- _STATED TASK_
Swap "horizontal" for "vertical" and write out the lines again, starting at the line that has "I need to find the white horizontal" and ending with the last line of the data. Change nothing else.

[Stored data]
>> BEGIN
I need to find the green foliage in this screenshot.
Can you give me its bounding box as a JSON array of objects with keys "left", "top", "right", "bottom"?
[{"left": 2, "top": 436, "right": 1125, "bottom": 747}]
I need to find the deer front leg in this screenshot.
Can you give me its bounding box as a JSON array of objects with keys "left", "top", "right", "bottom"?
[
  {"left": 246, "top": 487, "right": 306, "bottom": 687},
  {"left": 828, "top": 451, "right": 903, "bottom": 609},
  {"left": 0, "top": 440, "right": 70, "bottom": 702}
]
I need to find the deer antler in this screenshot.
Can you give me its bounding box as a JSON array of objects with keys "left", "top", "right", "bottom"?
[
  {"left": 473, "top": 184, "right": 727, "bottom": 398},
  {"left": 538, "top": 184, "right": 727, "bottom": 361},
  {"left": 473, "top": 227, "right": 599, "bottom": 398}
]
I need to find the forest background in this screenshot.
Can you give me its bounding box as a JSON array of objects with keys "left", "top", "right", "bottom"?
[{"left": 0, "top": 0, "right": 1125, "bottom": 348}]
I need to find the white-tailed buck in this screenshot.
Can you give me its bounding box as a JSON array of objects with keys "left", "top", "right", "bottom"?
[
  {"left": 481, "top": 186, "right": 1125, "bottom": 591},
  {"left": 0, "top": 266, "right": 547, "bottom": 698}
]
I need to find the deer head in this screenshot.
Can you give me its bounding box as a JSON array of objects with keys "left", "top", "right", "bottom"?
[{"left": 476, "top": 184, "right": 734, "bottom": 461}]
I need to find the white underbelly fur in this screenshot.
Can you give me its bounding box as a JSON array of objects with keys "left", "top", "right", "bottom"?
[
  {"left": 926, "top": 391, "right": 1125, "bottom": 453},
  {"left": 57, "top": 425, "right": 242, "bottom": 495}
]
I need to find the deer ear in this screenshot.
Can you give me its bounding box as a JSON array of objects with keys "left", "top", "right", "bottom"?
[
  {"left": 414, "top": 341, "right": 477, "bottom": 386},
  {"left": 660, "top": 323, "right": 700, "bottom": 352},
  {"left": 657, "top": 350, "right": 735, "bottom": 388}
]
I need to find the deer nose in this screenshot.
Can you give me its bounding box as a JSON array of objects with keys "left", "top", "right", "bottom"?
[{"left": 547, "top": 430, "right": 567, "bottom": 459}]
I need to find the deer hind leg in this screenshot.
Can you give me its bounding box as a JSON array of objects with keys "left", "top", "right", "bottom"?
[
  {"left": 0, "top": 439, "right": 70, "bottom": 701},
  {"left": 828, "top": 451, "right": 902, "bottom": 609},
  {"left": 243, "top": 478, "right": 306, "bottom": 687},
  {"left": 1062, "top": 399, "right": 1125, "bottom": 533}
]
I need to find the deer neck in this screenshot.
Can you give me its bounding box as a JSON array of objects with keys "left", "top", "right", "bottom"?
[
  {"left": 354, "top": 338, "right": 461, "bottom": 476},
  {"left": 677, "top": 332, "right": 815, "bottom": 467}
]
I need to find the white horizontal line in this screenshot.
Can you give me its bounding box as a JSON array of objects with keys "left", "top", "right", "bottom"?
>> END
- _TASK RESULT_
I need to find the white vertical line in this screenshot.
Can you give me its bounding box as a JSON array of objects with keys "left", "top", "right", "bottom"?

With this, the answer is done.